** Begin Data section **

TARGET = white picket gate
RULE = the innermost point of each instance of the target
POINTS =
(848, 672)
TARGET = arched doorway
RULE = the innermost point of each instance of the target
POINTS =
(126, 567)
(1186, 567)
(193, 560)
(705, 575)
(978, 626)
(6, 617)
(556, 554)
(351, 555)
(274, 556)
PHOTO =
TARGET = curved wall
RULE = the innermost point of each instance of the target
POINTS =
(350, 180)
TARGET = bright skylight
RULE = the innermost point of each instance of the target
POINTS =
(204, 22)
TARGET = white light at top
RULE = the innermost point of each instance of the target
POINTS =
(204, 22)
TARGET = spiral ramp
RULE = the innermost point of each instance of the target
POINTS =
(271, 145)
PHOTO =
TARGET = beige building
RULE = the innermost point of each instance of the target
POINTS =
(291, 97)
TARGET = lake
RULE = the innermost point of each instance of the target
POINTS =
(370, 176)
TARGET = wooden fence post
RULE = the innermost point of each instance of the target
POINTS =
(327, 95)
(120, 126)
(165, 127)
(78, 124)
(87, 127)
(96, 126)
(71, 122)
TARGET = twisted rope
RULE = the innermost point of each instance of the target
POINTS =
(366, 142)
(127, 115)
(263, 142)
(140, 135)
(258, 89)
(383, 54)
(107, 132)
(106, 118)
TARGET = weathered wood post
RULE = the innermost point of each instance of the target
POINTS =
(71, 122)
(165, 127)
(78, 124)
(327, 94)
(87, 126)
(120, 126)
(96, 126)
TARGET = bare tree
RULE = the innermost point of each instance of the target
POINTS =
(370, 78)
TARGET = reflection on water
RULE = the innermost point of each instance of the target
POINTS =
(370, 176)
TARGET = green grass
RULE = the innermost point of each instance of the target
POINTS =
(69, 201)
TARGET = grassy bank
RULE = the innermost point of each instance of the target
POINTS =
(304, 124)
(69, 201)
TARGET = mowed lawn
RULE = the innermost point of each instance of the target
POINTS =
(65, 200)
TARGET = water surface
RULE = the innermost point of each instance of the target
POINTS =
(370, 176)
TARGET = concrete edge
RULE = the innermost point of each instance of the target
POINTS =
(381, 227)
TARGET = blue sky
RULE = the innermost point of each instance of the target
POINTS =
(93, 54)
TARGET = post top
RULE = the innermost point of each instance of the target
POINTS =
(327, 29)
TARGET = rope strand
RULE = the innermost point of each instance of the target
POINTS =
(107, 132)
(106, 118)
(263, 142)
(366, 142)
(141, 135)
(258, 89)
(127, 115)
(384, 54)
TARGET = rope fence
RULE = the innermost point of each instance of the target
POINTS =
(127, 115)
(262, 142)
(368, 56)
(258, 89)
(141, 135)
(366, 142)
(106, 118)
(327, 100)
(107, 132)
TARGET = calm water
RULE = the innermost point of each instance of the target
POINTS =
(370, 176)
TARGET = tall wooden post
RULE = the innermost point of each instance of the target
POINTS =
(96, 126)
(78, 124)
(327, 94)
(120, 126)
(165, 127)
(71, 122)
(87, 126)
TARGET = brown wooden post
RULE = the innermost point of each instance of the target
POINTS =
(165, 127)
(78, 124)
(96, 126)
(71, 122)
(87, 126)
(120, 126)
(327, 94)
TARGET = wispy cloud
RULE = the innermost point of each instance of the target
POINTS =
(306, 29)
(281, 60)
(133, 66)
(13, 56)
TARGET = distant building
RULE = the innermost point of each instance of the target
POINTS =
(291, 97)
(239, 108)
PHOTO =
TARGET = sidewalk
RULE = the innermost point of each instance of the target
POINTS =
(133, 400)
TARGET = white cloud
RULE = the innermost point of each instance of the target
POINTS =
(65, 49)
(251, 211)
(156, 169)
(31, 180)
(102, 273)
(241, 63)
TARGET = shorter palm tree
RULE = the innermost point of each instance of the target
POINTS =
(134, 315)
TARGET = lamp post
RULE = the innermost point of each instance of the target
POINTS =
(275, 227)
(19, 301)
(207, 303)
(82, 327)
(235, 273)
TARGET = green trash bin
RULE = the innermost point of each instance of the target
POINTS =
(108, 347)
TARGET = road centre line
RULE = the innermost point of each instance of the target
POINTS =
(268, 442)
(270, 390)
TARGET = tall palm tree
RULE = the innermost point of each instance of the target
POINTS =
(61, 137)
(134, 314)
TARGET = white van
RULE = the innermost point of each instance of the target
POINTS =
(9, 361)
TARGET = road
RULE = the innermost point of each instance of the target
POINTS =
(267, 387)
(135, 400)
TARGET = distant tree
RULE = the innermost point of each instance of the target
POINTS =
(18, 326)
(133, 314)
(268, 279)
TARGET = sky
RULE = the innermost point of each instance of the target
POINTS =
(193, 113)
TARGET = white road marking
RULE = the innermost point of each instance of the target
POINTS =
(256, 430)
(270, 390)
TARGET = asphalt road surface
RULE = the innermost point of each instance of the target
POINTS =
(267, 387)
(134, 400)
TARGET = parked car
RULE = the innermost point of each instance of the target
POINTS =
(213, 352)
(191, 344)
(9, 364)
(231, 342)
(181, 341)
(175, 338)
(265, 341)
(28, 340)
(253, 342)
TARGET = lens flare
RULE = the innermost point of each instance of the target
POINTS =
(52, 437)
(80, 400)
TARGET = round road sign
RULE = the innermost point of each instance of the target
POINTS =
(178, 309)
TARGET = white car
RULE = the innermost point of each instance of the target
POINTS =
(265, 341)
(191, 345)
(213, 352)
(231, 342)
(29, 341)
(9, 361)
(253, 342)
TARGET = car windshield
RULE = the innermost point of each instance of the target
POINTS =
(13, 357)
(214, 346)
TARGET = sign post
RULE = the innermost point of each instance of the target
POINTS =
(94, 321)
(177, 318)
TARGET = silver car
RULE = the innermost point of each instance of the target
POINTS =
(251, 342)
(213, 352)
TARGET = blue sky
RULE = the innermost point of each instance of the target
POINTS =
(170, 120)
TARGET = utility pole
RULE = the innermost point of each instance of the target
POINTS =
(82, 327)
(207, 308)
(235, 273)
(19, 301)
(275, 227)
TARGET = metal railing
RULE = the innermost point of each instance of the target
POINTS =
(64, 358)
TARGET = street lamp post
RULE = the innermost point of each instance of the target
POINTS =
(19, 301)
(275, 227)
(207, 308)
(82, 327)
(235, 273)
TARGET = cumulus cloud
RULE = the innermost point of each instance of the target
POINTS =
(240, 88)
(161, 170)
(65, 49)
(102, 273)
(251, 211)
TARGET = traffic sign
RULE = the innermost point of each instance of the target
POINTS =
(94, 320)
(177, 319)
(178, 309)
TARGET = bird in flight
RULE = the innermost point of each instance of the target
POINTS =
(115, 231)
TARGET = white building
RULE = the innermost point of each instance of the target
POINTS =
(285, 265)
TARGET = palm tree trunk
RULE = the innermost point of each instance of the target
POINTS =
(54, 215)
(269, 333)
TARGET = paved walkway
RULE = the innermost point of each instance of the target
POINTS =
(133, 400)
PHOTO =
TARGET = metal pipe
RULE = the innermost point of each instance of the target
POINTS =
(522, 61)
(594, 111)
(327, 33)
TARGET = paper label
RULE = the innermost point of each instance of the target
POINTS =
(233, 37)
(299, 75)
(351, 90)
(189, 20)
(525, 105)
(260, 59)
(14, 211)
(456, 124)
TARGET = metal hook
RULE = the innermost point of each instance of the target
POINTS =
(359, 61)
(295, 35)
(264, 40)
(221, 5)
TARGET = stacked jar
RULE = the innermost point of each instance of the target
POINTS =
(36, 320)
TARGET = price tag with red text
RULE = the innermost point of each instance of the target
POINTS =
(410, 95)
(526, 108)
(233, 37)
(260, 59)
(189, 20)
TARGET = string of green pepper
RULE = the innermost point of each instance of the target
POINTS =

** End Data section **

* _Task goal_:
Copy every item above word for word, leaving nothing out and changing nothing.

* _Task response_:
TARGET = white picket gate
RULE = the innermost point of each instance of the target
POINTS =
(848, 672)
TARGET = arched doorway
RULE = the innermost point of each instance of the target
POINTS =
(126, 567)
(1186, 567)
(193, 560)
(705, 575)
(978, 626)
(6, 617)
(556, 554)
(351, 555)
(274, 556)
PHOTO =
TARGET = curved wall
RULE = the innermost point of each instance of the target
POINTS =
(350, 180)
TARGET = bright skylight
RULE = the innermost point of each instance of the target
POINTS =
(204, 22)
TARGET = white light at top
RULE = the innermost point of each instance of the target
POINTS =
(204, 22)
TARGET = spiral ramp
RULE = the innermost point of each instance of the target
POINTS =
(271, 145)
PHOTO =
TARGET = beige building
RULE = the innermost point of each instance of the target
POINTS =
(291, 97)
TARGET = lake
RULE = the innermost point of each instance of the target
POINTS =
(370, 176)
TARGET = wooden fence post
RULE = the innermost point of each instance of the target
POINTS =
(327, 95)
(120, 126)
(165, 127)
(78, 124)
(87, 127)
(96, 126)
(71, 122)
TARGET = twisted rope
RULE = the innermost point of each instance of the target
POINTS =
(366, 142)
(127, 115)
(263, 142)
(140, 135)
(258, 89)
(383, 54)
(107, 132)
(106, 118)
TARGET = weathered wood post
RULE = the innermost point of each instance of the target
POINTS =
(71, 122)
(165, 127)
(78, 124)
(327, 94)
(87, 126)
(120, 126)
(96, 126)
TARGET = bare tree
RULE = the innermost point of each instance of the target
POINTS =
(370, 78)
TARGET = reflection on water
RULE = the innermost point of each instance of the target
POINTS =
(370, 176)
TARGET = green grass
RULE = the innermost point of each instance of the target
POINTS =
(69, 201)
TARGET = grassy bank
RULE = the innermost point of each instance of the target
POINTS =
(304, 124)
(69, 201)
TARGET = mowed lawn
RULE = the innermost point of each instance of the target
POINTS =
(65, 200)
TARGET = water surface
RULE = the innermost point of each instance of the target
POINTS =
(370, 176)
TARGET = concrete edge
RULE = the innermost point of each instance of the target
POINTS =
(381, 227)
TARGET = blue sky
RULE = the innermost point of each instance of the target
POINTS =
(93, 54)
TARGET = post top
RULE = the innermost point of each instance of the target
POINTS =
(327, 29)
TARGET = rope strand
RULE = the innermost point of each instance of the target
POINTS =
(107, 132)
(106, 118)
(263, 142)
(366, 142)
(141, 135)
(258, 89)
(127, 115)
(384, 54)
TARGET = rope fence
RULE = the innermost point of each instance of the target
POINTS =
(127, 115)
(262, 142)
(368, 56)
(258, 89)
(141, 135)
(366, 142)
(106, 118)
(327, 100)
(107, 132)
TARGET = calm water
RULE = the innermost point of each instance of the target
POINTS =
(370, 176)
TARGET = tall wooden post
RULE = the innermost point of each instance of the target
POINTS =
(96, 126)
(78, 124)
(327, 94)
(120, 126)
(165, 127)
(71, 122)
(87, 126)
TARGET = brown wooden post
RULE = the innermost point of each instance of the target
POINTS =
(165, 127)
(78, 124)
(96, 126)
(71, 122)
(87, 126)
(120, 126)
(327, 94)
TARGET = wispy cloud
RULE = the innermost point of each instance of the target
POINTS =
(306, 29)
(281, 60)
(133, 66)
(13, 56)
TARGET = distant building
RULE = the innermost point of each instance of the target
POINTS =
(291, 97)
(239, 108)
PHOTO =
TARGET = sidewalk
RULE = the innermost point of each instance of the target
POINTS =
(133, 400)
TARGET = white cloud
RULE = the innermost point of each instance of the target
POINTS =
(65, 49)
(251, 211)
(156, 169)
(31, 180)
(102, 273)
(241, 63)
TARGET = shorter palm tree
RULE = the innermost point of each instance of the target
POINTS =
(134, 315)
TARGET = lamp post
RULE = the innermost point of each instance of the target
POINTS =
(275, 227)
(19, 301)
(207, 303)
(82, 327)
(235, 273)
TARGET = green trash bin
RULE = the innermost point of each instance of the target
POINTS =
(108, 347)
TARGET = road centre line
RULE = the innermost point of each instance of the target
POINTS =
(268, 442)
(270, 390)
TARGET = tall palm tree
RULE = the innermost point of each instance of the target
POINTS =
(61, 137)
(134, 314)
TARGET = white van
RULE = the innermost point of each instance of the target
POINTS =
(9, 361)
TARGET = road
RULE = the innermost point of each instance of the target
POINTS =
(267, 387)
(135, 400)
TARGET = distant tree
RULE = the innermost point of each instance of the target
POINTS =
(18, 326)
(133, 314)
(268, 279)
TARGET = sky
RULE = the innermost point of each instance of the target
POINTS =
(193, 113)
TARGET = white road marking
RULE = the innermost point of each instance of the target
POINTS =
(256, 430)
(270, 390)
TARGET = asphalt road surface
RULE = the innermost point of each instance of the target
POINTS =
(267, 387)
(134, 400)
TARGET = parked car
RULE = the innermost point of each instance of the target
POINTS =
(213, 352)
(191, 344)
(9, 364)
(231, 342)
(181, 341)
(175, 338)
(265, 341)
(28, 340)
(253, 342)
TARGET = lens flare
RULE = the innermost point of each instance of the target
POINTS =
(52, 437)
(80, 400)
TARGET = round road sign
RULE = the innermost point of each instance of the target
POINTS =
(178, 309)
TARGET = white car
RULE = the innermost point of each instance of the target
POINTS =
(265, 341)
(191, 345)
(213, 352)
(231, 342)
(29, 341)
(9, 361)
(253, 342)
TARGET = car windshield
RULE = the innermost point of each instance of the target
POINTS =
(13, 357)
(214, 346)
TARGET = sign post
RULE = the innermost point of each instance of the target
POINTS =
(94, 321)
(177, 318)
TARGET = silver car
RULE = the innermost point of each instance of the target
POINTS =
(251, 342)
(213, 352)
TARGET = blue sky
RULE = the innermost point of each instance of the target
POINTS =
(170, 120)
TARGET = utility pole
RULE = the innermost point of each instance of the target
POINTS =
(82, 327)
(207, 308)
(235, 273)
(19, 301)
(275, 227)
TARGET = metal railing
RULE = the innermost point of each instance of the target
POINTS =
(64, 358)
TARGET = street lamp post
RULE = the innermost point of each instance of the target
POINTS =
(19, 301)
(275, 227)
(207, 308)
(82, 327)
(235, 273)
TARGET = cumulus cloud
RULE = the innermost point of each instance of the target
POINTS =
(240, 88)
(161, 170)
(65, 49)
(102, 273)
(251, 211)
TARGET = traffic sign
RULE = the innermost point of each instance of the target
POINTS =
(94, 320)
(177, 319)
(178, 309)
TARGET = bird in flight
RULE = the innermost point of each instance of the target
POINTS =
(115, 231)
TARGET = white building
RULE = the innermost point of each instance of the target
POINTS =
(285, 265)
TARGET = palm tree trunk
RULE = the innermost point of each instance of the target
POINTS =
(54, 215)
(269, 333)
TARGET = paved walkway
RULE = the innermost point of each instance of the target
POINTS =
(133, 400)
PHOTO =
TARGET = metal pipe
RULE = the innermost point of each instance of the target
POINTS =
(522, 61)
(594, 111)
(327, 33)
TARGET = paper label
RULE = the innermost point of each instance of the target
POINTS =
(233, 37)
(299, 75)
(351, 90)
(189, 20)
(525, 105)
(260, 59)
(14, 211)
(456, 124)
TARGET = metal hook
RULE = the innermost point of each instance of the target
POINTS =
(359, 61)
(295, 35)
(264, 40)
(221, 5)
TARGET = stacked jar
RULE = the innermost point of each instance of the target
POINTS =
(36, 320)
TARGET = price tag with red text
RULE = the innermost point of each instance of the target
POINTS =
(410, 95)
(526, 108)
(233, 37)
(260, 59)
(189, 20)
TARGET = string of green pepper
RULE = the innermost point of each instance of the target
POINTS =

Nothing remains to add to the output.